Going through the entries below, count each line containing the word "white". Report the number only.

───── THE RECORDS ─────

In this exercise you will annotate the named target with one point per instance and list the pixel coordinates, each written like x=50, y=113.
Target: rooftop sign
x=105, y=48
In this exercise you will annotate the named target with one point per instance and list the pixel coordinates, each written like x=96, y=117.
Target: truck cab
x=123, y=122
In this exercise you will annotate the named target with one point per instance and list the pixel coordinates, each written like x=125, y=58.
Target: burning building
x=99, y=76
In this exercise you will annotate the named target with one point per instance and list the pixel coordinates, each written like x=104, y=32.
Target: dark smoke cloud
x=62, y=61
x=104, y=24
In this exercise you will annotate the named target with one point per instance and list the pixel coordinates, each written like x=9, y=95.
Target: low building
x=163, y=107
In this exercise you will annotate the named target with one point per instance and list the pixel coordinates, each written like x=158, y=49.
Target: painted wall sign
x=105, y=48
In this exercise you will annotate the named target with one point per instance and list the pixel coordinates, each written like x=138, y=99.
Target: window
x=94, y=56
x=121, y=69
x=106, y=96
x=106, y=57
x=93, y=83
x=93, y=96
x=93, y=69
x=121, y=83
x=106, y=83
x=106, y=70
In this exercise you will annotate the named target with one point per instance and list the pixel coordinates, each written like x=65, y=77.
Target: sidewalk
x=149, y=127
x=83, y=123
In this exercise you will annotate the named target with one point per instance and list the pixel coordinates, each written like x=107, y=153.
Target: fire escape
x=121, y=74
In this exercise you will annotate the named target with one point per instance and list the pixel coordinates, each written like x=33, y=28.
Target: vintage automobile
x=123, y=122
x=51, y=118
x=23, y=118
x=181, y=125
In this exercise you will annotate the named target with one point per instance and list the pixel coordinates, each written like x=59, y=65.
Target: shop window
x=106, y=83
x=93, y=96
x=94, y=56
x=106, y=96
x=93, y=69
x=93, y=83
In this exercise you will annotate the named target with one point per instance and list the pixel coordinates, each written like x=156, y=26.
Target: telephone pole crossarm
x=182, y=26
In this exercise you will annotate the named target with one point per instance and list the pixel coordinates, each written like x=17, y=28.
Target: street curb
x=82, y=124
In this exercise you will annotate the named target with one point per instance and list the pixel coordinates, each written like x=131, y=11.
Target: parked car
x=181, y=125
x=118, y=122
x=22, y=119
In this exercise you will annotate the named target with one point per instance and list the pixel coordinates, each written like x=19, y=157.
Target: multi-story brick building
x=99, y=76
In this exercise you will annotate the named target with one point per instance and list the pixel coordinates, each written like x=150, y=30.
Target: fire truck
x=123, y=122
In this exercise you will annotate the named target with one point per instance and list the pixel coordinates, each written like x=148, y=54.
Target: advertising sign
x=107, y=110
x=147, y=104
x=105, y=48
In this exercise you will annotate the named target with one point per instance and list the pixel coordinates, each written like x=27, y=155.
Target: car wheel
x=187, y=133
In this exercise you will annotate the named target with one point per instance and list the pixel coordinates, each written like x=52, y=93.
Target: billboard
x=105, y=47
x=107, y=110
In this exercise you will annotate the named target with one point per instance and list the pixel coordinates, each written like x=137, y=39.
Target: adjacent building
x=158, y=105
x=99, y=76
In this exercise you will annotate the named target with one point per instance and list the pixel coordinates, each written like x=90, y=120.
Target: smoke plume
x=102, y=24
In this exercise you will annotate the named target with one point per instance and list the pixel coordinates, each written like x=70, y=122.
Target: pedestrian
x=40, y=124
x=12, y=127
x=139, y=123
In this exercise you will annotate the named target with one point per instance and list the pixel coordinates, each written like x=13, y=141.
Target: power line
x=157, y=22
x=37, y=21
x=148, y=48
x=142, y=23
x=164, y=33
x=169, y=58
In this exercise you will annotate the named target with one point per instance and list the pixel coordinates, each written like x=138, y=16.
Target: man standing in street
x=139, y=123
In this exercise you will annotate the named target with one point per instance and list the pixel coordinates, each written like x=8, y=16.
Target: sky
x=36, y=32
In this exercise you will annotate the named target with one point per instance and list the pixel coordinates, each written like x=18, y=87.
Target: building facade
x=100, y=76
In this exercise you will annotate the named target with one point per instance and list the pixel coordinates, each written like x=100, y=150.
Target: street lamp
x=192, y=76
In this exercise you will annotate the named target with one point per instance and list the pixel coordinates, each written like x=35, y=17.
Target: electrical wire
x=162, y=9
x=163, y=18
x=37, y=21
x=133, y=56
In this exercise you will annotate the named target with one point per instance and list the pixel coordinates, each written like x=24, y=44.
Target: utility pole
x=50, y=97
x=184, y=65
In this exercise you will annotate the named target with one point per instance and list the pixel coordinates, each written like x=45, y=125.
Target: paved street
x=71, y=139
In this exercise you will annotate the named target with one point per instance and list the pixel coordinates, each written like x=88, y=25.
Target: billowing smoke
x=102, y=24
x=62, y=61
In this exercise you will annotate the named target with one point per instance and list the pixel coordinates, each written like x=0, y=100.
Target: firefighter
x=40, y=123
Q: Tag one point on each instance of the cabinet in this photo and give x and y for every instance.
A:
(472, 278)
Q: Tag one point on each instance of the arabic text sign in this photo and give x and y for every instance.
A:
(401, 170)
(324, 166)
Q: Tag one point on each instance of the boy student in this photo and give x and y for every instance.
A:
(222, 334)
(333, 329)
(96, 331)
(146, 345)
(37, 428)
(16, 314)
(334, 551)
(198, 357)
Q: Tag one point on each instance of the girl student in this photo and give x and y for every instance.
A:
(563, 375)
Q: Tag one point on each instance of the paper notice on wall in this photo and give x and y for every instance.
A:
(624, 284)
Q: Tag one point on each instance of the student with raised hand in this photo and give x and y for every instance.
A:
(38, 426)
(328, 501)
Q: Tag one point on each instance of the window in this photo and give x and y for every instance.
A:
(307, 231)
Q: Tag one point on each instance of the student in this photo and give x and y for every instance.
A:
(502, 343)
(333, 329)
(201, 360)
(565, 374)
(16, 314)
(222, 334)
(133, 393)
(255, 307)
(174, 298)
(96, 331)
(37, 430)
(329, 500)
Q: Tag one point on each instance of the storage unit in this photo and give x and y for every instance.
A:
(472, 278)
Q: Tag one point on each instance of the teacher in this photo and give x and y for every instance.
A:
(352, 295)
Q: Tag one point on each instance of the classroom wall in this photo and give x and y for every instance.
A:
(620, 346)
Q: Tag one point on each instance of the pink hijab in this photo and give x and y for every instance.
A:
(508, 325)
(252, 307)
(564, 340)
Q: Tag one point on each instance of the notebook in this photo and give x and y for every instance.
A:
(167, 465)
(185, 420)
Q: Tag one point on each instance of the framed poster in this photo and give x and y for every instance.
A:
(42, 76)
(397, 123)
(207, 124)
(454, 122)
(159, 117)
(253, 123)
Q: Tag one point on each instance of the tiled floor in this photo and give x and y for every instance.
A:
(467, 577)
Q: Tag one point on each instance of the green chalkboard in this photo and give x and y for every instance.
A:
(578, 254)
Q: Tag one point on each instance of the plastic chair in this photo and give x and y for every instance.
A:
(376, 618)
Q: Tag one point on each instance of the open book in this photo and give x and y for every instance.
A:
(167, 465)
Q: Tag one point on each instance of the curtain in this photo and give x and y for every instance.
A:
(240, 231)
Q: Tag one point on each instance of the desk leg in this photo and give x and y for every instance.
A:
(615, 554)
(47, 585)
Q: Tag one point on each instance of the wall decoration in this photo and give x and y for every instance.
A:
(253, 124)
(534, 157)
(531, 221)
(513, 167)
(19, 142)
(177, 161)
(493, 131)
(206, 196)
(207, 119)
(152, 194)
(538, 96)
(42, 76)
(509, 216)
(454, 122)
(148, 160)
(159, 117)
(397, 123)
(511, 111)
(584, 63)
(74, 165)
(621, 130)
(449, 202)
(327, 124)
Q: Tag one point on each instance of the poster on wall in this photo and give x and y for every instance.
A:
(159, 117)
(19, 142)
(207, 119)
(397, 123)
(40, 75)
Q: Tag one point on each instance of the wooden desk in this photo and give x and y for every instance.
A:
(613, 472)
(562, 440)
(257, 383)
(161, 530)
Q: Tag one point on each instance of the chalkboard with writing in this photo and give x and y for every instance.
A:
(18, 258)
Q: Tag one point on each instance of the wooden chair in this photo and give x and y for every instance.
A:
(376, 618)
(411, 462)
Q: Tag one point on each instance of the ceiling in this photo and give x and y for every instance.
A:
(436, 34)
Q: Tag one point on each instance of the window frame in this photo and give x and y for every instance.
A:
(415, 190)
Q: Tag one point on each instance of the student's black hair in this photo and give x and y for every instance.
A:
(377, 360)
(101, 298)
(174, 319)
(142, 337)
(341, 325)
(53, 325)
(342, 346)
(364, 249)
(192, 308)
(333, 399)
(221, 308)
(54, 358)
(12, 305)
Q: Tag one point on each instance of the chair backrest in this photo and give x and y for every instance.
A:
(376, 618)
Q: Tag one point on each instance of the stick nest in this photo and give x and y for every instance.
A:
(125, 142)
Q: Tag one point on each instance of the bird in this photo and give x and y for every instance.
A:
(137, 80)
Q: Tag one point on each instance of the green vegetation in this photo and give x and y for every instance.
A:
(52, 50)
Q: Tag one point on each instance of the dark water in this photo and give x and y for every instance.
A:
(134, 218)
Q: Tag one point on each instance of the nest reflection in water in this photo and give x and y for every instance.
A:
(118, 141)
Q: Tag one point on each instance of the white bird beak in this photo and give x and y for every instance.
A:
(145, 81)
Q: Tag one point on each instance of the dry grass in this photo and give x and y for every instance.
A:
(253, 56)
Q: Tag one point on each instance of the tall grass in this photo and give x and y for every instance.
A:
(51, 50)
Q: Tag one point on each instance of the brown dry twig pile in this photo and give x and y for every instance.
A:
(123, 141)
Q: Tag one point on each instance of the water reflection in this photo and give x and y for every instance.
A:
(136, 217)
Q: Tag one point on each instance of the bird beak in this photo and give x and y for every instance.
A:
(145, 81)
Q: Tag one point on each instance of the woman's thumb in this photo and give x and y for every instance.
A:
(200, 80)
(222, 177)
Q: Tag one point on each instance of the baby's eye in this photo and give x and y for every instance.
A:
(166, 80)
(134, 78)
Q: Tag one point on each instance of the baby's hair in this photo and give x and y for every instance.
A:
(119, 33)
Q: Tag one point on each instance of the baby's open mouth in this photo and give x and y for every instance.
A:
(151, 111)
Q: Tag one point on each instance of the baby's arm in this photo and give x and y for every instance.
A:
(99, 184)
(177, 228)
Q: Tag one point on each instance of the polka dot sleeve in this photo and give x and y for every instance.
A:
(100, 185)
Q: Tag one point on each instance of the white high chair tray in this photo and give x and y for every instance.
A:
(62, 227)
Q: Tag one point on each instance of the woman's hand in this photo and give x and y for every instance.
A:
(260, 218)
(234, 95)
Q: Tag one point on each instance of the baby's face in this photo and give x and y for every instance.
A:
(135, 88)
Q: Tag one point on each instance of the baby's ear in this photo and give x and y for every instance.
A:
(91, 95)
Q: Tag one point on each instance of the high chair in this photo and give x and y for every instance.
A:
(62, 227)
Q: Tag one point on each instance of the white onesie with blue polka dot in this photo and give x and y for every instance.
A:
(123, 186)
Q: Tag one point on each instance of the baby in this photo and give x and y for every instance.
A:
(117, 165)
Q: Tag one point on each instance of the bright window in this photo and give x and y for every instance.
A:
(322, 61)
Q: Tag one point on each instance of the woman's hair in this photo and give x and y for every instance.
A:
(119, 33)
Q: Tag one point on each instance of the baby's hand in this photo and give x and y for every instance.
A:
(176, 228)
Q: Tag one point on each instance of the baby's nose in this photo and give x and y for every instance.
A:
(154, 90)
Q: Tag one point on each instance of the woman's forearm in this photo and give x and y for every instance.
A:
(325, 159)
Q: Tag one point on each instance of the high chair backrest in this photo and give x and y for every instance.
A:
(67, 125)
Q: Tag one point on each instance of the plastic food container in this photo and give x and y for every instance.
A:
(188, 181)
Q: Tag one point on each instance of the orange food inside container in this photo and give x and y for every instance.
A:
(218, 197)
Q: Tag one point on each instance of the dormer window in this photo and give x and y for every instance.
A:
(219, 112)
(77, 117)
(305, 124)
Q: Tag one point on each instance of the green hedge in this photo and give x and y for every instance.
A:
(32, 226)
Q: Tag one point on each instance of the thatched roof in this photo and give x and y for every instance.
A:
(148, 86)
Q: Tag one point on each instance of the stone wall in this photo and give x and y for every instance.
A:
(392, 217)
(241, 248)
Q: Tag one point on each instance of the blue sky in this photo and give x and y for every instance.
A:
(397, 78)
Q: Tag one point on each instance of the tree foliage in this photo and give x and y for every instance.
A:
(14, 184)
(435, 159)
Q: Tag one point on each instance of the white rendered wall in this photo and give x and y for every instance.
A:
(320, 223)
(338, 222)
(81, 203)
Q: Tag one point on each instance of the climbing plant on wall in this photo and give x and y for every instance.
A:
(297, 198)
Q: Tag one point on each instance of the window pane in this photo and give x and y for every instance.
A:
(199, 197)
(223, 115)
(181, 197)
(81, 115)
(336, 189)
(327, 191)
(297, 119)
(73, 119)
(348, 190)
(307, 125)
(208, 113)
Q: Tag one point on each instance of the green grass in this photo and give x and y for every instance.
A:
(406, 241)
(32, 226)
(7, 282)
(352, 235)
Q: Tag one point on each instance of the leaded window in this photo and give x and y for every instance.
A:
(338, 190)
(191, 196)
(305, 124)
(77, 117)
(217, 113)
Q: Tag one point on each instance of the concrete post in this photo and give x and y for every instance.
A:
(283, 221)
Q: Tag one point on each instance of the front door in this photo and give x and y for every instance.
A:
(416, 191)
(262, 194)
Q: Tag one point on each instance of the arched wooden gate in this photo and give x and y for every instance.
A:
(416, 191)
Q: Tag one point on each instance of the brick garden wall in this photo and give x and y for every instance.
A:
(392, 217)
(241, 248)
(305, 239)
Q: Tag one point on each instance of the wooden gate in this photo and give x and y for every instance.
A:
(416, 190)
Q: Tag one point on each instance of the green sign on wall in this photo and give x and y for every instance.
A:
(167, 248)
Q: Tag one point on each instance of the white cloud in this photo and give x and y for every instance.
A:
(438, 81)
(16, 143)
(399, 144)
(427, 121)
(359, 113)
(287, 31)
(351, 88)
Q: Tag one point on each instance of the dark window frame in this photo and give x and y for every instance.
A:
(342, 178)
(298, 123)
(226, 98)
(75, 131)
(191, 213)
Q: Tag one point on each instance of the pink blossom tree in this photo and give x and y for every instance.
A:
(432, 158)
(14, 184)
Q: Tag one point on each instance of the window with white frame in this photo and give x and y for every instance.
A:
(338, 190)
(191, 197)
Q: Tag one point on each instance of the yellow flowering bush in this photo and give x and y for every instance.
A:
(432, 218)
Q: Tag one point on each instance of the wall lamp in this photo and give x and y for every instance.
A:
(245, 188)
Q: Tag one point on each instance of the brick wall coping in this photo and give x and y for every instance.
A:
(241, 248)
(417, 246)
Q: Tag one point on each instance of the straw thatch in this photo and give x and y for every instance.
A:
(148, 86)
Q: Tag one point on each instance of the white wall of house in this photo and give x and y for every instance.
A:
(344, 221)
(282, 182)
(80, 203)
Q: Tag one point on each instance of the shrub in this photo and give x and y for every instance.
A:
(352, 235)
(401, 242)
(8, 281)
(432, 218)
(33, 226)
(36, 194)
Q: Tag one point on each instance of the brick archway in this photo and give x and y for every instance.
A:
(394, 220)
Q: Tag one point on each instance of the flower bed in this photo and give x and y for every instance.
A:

─────

● YOUR RESPONSE:
7